RAW DATA -
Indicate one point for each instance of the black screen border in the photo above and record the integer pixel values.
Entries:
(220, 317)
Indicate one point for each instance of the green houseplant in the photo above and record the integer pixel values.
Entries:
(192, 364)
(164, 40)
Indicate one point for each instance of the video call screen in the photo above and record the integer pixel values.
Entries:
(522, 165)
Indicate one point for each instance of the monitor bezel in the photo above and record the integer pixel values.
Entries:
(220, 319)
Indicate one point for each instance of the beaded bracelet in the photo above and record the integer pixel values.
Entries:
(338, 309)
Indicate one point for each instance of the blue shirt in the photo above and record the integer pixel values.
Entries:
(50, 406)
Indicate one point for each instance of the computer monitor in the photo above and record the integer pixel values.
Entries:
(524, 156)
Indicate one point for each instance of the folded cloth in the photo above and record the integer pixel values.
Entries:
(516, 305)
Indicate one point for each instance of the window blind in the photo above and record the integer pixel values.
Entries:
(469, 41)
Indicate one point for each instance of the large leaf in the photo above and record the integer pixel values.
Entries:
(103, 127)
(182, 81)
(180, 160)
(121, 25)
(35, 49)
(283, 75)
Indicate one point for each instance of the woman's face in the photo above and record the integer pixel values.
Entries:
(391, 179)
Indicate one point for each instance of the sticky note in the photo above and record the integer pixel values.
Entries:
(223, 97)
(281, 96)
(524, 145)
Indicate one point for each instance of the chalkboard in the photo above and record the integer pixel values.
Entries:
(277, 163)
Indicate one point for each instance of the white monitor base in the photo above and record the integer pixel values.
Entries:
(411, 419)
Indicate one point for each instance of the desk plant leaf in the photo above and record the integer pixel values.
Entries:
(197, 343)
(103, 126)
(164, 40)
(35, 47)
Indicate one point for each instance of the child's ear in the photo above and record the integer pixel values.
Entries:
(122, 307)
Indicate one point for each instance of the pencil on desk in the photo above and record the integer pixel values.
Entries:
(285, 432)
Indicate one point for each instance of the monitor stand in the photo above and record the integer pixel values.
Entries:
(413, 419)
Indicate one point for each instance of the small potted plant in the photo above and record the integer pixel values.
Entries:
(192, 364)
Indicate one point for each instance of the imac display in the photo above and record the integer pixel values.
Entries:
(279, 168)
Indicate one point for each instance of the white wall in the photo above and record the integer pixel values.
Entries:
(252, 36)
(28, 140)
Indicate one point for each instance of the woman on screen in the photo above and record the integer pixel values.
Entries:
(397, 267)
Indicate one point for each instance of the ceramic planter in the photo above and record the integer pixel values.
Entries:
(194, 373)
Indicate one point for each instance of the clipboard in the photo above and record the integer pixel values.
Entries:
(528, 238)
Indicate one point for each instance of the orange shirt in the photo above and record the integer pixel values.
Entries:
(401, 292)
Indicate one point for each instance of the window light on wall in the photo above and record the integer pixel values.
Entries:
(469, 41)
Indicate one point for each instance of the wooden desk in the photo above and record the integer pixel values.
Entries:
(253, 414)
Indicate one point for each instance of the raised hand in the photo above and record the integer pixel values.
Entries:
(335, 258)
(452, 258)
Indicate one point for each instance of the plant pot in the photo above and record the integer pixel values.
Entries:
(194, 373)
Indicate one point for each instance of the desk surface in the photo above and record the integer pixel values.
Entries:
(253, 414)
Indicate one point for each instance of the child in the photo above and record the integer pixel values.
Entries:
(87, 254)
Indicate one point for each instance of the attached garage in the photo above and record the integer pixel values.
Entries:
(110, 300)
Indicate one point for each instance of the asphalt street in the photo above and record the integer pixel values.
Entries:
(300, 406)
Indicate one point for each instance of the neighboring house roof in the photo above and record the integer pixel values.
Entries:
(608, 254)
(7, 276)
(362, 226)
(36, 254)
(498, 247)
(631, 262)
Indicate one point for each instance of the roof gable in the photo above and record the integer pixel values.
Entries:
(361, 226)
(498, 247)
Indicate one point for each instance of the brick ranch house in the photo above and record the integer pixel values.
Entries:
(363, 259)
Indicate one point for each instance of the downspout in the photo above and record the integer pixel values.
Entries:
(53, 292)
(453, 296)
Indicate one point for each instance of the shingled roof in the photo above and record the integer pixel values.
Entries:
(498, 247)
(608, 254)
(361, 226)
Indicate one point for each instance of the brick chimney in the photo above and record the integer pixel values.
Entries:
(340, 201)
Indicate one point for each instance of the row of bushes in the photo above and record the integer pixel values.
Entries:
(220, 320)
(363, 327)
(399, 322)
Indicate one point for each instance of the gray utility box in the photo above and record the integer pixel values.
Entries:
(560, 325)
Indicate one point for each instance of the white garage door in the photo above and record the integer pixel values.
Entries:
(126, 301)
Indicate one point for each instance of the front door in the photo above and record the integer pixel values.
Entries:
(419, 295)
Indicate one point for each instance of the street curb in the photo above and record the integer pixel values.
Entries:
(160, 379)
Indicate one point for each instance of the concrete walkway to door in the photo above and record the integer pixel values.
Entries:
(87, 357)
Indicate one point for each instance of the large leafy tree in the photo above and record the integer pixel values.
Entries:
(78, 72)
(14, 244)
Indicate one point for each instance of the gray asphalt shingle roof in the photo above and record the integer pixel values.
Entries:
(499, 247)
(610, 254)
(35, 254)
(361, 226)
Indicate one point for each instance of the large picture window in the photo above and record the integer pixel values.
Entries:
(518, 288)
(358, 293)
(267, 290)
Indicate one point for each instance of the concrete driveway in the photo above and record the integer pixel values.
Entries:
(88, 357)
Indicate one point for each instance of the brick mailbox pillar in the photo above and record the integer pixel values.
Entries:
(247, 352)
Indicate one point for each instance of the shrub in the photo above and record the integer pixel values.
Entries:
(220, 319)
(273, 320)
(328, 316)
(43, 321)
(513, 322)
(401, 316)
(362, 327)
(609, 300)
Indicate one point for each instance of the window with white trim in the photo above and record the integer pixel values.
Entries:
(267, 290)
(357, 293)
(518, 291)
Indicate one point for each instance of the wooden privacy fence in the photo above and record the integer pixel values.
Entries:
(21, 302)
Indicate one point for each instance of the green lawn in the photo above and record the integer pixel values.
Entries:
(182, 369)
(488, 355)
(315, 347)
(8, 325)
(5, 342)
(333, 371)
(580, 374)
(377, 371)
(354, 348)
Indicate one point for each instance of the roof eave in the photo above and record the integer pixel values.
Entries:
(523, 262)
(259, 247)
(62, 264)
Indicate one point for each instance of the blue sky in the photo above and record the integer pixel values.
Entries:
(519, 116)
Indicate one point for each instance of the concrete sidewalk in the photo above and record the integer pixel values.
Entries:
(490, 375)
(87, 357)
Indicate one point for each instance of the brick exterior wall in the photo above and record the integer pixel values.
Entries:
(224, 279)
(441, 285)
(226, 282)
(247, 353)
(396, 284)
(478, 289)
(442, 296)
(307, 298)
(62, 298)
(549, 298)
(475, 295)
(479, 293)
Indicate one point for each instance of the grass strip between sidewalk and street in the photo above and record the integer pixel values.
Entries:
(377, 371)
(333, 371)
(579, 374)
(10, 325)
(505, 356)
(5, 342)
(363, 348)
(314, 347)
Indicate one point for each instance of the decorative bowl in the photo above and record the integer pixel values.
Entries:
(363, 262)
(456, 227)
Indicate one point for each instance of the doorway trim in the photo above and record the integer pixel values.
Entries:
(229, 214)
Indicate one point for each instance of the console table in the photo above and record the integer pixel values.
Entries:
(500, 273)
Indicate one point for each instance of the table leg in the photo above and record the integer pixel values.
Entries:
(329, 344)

WHAT THIS TASK INVOLVES - The entries shown above must be restated word for word.

SOLUTION TO THE PROBLEM -
Indicate one point for each instance of the black screen border in the photo above and record the integer pixel values.
Entries:
(220, 317)
Indicate one point for each instance of the green houseplant in the photo above and record the integer pixel values.
Entries:
(192, 364)
(164, 40)
Indicate one point for each instance of the video call screen in the photo above and record the integer pixel values.
Entries:
(522, 165)
Indicate one point for each instance of the monitor bezel in the photo above and record the integer pixel values.
Entries:
(220, 319)
Indicate one point for each instance of the beaded bracelet in the photo above and record the integer pixel values.
Entries:
(338, 309)
Indicate one point for each instance of the blue shirt in the photo above and record the integer pixel values.
Entries:
(50, 406)
Indicate one point for each instance of the computer monitor in the photo above and record the integer pixel values.
Entries:
(524, 156)
Indicate one point for each instance of the folded cloth in the photo above and record the integer pixel values.
Entries:
(516, 305)
Indicate one point for each instance of the window blind in the photo above and record the integer pixel values.
Entries:
(469, 41)
Indicate one point for each instance of the large leaf in the photo above and record the integer pixel values.
Entries:
(103, 127)
(182, 81)
(180, 160)
(121, 25)
(35, 49)
(283, 75)
Indicate one point for each instance of the woman's face in the photo above and record the integer pixel values.
Entries:
(391, 179)
Indicate one point for each instance of the sticky note in the photo above and record the integer pixel values.
Entries:
(223, 97)
(281, 96)
(524, 145)
Indicate one point for each instance of the chalkboard in the photo above and record the integer pixel values.
Entries:
(277, 163)
Indicate one point for each instance of the white monitor base in the photo above and record the integer pixel values.
Entries:
(411, 419)
Indicate one point for each instance of the desk plant leaf in the photo above and record the integer pixel values.
Entries:
(197, 343)
(103, 126)
(164, 40)
(35, 47)
Indicate one point for each instance of the child's ear in the photo above and record the integer pixel values.
Entries:
(122, 307)
Indicate one point for each instance of the pencil on desk in the photo above and record the integer pixel values.
Entries:
(285, 432)
Indicate one point for each instance of the monitor stand in the photo above and record the integer pixel values.
Entries:
(413, 419)
Indicate one point for each instance of the small potted plant in the photo above and record the integer pixel values.
Entries:
(192, 364)
Indicate one point for each instance of the imac display in the photo above and record the integer pixel values.
Entries:
(279, 168)
Indicate one point for each instance of the white wall in the photo above and record the integer pixel values.
Entries:
(252, 36)
(28, 140)
Indicate one point for each instance of the woman on screen in the photo above and record the integer pixel values.
Entries:
(397, 267)
Indicate one point for each instance of the ceramic planter in the photo above and record the integer pixel values.
Entries:
(194, 373)
Indicate one point for each instance of the clipboard in the photo above and record the integer pixel values.
Entries:
(528, 238)
Indicate one point for each instance of the orange shirt in the photo above and record the integer pixel values.
Entries:
(401, 292)
Indicate one point for each instance of the window light on wall in the photo above and record the integer pixel values.
Entries:
(469, 41)
Indicate one point for each instance of the wooden desk in the photo above and record the integer pixel values.
Entries:
(253, 414)
Indicate one point for each instance of the raised hand in the photo above and record the integer pixel values.
Entries:
(335, 258)
(452, 258)
Indicate one point for each instance of the plant pot in the photo above and record the integer pixel values.
Entries:
(194, 373)
Indicate one point for each instance of the desk surface in the photo above and record the integer pixel values.
Entries:
(253, 414)
Indicate one point for each instance of the child in the photo above and record the integer pixel values.
Entries:
(87, 254)
Indicate one point for each instance of the attached garage in the photo above and record the integer pixel values.
Entries:
(110, 300)
Indicate one point for each instance of the asphalt street in the photo above and record the integer pixel values.
Entries:
(300, 406)
Indicate one point for each instance of the neighboring house roof in the photo above and record the integer pixel values.
Entries:
(608, 254)
(7, 276)
(362, 226)
(36, 254)
(498, 247)
(631, 262)
Indicate one point for each instance of the roof gable in the photo above and record the integer pixel values.
Entries:
(361, 226)
(498, 247)
Indicate one point for each instance of the brick ranch house in the photo above and record the integer pixel values.
Entries:
(363, 259)
Indicate one point for each instance of the downspout in the photo above and record the integer pixel values.
Entries:
(53, 292)
(453, 296)
Indicate one point for each instance of the shingled roof in the photo above and record the integer pixel values.
Entries:
(498, 247)
(608, 254)
(361, 226)
Indicate one point for each instance of the brick chimney in the photo above and record the integer pixel values.
Entries:
(340, 201)
Indicate one point for each instance of the row of bushes in the photo above and record the integer pixel values.
Entries:
(220, 320)
(363, 327)
(399, 322)
Indicate one point for each instance of the gray utility box in the photo above and record the integer pixel values.
Entries:
(560, 325)
Indicate one point for each instance of the white garage door in the photo above and record the integer pixel values.
Entries:
(126, 301)
Indicate one point for each instance of the front door in the photo above and record the integer pixel values.
Entries:
(419, 295)
Indicate one point for each instance of the street curb in the photo above and record the integer pixel values.
Entries:
(160, 379)
Indicate one point for each instance of the concrete walkway to door in the photo above and record the integer pixel values.
Entries:
(87, 357)
Indicate one point for each instance of the large leafy tree in the photo above and record the integer pixel values.
Entries:
(78, 72)
(14, 244)
Indicate one point for each instance of the gray asphalt shingle roof in the photo above and record the integer pixel values.
Entries:
(499, 247)
(610, 254)
(35, 254)
(361, 226)
Indicate one point for each instance of the large picture window in the photo above and record the integer pixel values.
Entries:
(518, 288)
(358, 293)
(267, 290)
Indicate one point for each instance of the concrete driveway in the photo above and record the integer pixel values.
Entries:
(88, 357)
Indicate one point for each instance of the brick mailbox pillar in the photo above and record the integer pixel values.
Entries:
(247, 352)
Indicate one point for each instance of the shrub in the photo above and record the integer pixel values.
Entries:
(220, 319)
(273, 320)
(328, 316)
(43, 321)
(513, 322)
(401, 316)
(362, 327)
(609, 300)
Indicate one point for each instance of the window with white trim in the photo above and record the integer pixel values.
Entries:
(267, 290)
(357, 293)
(518, 291)
Indicate one point for each instance of the wooden privacy fence in the photo above and record the integer pixel values.
Entries:
(21, 302)
Indicate one point for each instance of the green lawn in the photo above and record the integer pixel values.
Entries:
(182, 369)
(488, 355)
(315, 347)
(8, 325)
(5, 342)
(333, 371)
(580, 374)
(377, 371)
(354, 348)
Indicate one point for each instance of the roof eave in the photo above and record the integer pixel values.
Entries:
(523, 262)
(259, 247)
(62, 264)
Indicate one point for each instance of the blue sky in the photo above and record the integer pixel values.
Entries:
(519, 116)
Indicate one point for each instance of the concrete sidewalk in the photo above and record the integer pixel values.
Entries:
(490, 375)
(87, 357)
Indicate one point for each instance of the brick exterior wall in the photo above and record the integer pixel values.
Entries:
(224, 279)
(441, 285)
(226, 282)
(247, 353)
(396, 284)
(478, 289)
(442, 296)
(307, 298)
(62, 298)
(549, 298)
(475, 295)
(479, 293)
Indicate one point for each instance of the grass strip between sidewalk and street in the photo above and record the integer pixel values.
Entries:
(377, 371)
(333, 371)
(579, 374)
(10, 325)
(505, 356)
(5, 342)
(363, 348)
(314, 347)
Indicate one point for each instance of the decorative bowl in the photo above and record the integer pixel values.
Entries:
(363, 262)
(456, 227)
Indicate one point for each instance of the doorway trim in the photo above and record the integer pixel values.
Entries:
(229, 214)
Indicate one point for each instance of the console table in the photo above and record the integer pixel values.
Entries:
(500, 273)
Indicate one point for each instance of the table leg in the photo above and record the integer pixel values.
Entries:
(329, 344)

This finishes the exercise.